> TASK DIRECTIONS
For this exercise, copy each line of the records that contains the word "below".

== Segment start ==

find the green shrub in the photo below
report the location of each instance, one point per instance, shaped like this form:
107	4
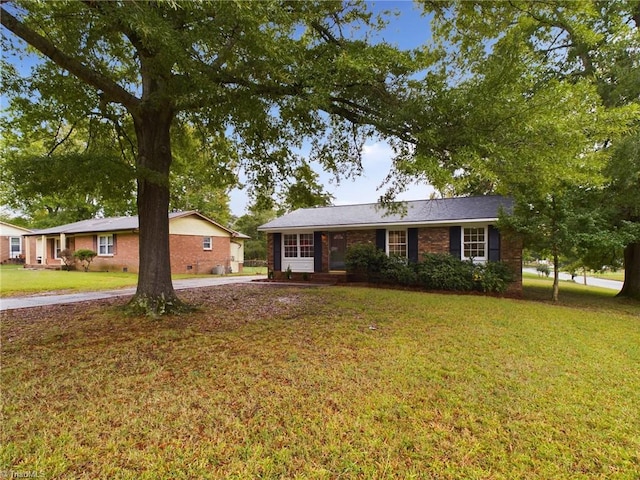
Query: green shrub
493	277
85	256
436	271
439	271
397	270
367	260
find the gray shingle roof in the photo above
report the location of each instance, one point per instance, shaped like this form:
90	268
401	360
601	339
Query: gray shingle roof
444	210
117	224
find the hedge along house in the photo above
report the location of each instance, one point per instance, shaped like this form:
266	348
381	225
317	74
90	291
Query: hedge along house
313	241
197	244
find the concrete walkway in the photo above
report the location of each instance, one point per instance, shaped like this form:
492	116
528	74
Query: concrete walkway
12	303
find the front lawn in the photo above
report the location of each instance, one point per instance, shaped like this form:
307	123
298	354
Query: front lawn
333	382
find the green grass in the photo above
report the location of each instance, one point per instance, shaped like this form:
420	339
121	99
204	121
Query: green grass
333	382
15	280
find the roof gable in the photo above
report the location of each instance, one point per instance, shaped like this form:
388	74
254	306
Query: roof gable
445	210
10	229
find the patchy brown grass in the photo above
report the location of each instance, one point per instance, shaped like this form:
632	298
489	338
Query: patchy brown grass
288	382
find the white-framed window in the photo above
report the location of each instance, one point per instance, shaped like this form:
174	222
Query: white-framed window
105	245
15	247
397	242
57	248
474	243
298	245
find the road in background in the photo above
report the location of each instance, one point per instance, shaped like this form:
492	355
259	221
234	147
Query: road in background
579	279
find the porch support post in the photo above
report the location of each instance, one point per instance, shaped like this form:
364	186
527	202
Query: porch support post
27	250
63	245
45	249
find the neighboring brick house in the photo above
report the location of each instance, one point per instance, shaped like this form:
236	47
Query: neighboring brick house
12	243
313	241
197	244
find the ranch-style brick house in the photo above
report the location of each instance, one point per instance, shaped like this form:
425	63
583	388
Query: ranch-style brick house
197	244
313	241
12	242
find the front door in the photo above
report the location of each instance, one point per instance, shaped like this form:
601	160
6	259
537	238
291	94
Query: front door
337	250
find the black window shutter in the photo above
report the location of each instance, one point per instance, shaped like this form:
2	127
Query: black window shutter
317	251
381	239
277	252
494	244
455	240
412	245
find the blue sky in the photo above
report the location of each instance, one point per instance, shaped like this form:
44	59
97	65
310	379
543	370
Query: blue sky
407	30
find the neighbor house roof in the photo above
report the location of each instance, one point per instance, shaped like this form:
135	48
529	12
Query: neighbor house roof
9	225
117	224
418	212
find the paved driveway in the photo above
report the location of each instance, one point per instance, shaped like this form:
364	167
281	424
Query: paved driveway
13	303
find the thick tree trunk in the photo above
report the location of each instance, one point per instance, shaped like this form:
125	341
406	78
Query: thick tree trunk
556	277
631	285
155	294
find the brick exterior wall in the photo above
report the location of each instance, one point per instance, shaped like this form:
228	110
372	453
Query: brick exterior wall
188	256
355	237
433	240
187	253
430	240
124	257
5	246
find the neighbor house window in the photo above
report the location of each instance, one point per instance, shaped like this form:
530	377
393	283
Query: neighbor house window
474	243
397	244
15	244
298	245
105	245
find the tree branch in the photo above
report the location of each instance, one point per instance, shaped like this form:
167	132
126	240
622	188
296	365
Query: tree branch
114	91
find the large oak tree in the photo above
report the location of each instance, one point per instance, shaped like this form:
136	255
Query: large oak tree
265	76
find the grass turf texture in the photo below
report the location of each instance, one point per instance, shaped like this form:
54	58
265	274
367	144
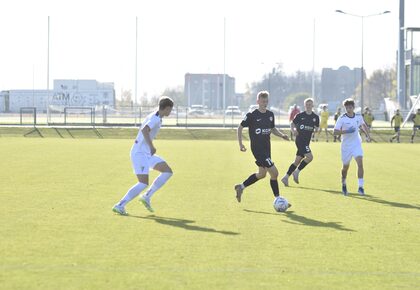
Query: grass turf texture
58	231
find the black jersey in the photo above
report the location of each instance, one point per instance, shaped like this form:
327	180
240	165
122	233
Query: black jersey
260	125
305	125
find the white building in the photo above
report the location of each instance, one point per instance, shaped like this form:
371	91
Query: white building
66	93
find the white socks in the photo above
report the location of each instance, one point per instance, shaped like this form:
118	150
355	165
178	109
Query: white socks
132	193
157	183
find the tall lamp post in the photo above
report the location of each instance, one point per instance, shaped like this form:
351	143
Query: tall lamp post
362	17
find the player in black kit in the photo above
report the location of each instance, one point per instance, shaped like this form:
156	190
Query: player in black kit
261	124
303	125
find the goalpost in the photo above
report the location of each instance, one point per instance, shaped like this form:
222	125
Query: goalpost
416	103
31	111
28	113
79	116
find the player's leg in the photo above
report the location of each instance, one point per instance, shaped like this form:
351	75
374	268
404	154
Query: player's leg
308	158
415	128
239	188
292	168
141	169
160	165
345	158
360	173
274	174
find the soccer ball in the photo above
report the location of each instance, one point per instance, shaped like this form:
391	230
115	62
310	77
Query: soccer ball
280	204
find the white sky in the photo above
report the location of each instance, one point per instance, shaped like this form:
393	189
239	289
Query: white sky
92	39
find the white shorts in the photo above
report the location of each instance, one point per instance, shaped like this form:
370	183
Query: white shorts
143	162
348	153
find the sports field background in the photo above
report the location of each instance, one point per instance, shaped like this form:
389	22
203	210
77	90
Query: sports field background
58	230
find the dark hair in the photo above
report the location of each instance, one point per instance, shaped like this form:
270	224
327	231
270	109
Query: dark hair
262	94
165	102
348	102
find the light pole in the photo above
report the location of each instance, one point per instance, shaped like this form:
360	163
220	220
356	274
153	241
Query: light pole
362	17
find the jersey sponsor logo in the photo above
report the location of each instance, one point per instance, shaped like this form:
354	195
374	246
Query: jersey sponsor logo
263	131
307	128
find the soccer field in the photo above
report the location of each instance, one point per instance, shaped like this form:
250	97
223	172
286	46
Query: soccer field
58	230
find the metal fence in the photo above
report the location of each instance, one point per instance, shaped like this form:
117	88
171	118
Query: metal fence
132	116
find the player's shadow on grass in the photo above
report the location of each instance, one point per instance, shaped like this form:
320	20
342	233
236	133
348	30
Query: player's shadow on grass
372	198
321	189
301	220
183	223
369	198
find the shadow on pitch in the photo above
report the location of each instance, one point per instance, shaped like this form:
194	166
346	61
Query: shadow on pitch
301	220
370	198
321	189
182	223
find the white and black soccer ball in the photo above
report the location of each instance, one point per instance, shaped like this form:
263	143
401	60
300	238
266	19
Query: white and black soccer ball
280	204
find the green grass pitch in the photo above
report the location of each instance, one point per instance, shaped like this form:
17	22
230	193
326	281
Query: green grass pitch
58	230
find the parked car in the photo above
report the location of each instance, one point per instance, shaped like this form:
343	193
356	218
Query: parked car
320	106
196	110
233	111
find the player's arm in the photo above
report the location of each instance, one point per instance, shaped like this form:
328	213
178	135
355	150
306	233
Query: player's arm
279	133
293	129
146	134
365	129
239	135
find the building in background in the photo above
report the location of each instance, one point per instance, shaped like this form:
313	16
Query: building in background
207	90
66	93
337	85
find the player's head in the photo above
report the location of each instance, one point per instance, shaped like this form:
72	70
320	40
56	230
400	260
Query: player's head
349	105
165	105
262	99
309	104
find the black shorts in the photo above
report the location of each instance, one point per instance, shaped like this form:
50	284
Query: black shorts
303	148
263	159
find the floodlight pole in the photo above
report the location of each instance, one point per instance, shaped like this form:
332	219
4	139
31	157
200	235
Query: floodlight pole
362	76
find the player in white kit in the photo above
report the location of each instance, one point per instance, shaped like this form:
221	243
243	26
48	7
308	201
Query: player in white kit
348	125
143	159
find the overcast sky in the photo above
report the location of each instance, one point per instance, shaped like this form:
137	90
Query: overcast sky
93	39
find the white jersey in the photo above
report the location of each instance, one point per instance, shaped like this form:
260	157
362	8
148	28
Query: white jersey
344	123
153	121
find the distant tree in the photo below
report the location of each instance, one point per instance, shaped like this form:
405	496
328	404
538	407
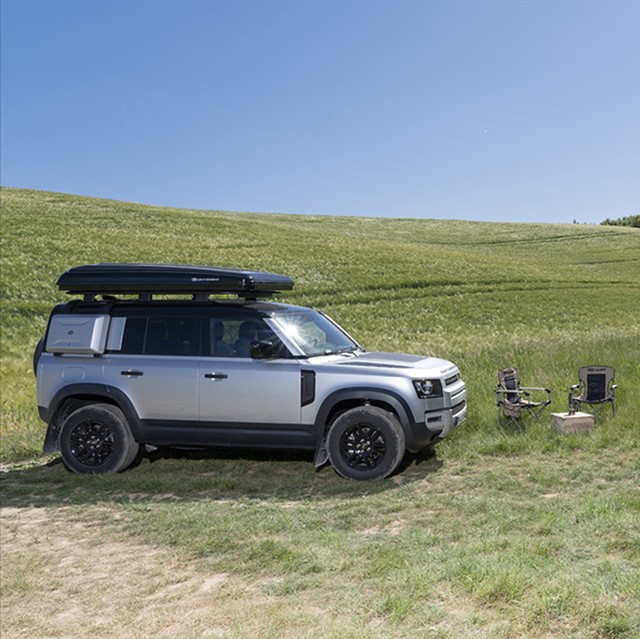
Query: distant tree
629	220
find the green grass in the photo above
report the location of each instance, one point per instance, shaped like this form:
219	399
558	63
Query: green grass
501	533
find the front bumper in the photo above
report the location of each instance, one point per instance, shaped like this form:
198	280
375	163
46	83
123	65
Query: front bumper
437	425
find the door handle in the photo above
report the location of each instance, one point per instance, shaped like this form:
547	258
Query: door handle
215	376
132	373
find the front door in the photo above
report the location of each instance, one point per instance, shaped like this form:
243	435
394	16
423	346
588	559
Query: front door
243	401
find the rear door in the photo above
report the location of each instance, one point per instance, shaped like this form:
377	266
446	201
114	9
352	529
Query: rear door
154	360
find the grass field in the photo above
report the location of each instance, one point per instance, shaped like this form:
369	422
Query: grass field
499	534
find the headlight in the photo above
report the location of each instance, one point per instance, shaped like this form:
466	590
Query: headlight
428	388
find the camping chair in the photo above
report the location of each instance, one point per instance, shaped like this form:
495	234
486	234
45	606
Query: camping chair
512	399
596	389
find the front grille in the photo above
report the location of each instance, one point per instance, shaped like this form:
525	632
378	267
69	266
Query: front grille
458	408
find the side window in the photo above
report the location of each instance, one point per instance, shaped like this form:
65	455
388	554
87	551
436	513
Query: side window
232	337
172	336
133	337
161	336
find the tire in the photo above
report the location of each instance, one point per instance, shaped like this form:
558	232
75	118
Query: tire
366	442
96	439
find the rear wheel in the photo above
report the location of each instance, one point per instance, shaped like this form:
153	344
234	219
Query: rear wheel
366	442
97	439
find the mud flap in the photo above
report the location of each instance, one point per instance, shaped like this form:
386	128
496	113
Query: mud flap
51	441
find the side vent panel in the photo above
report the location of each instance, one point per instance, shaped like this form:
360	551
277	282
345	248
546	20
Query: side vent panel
307	388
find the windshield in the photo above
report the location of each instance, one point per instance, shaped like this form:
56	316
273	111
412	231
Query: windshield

== Segment end ==

> RESPONSE
find the green shrub in the photo below
find the grass turf texture in the photo below
find the distant tree in the photo below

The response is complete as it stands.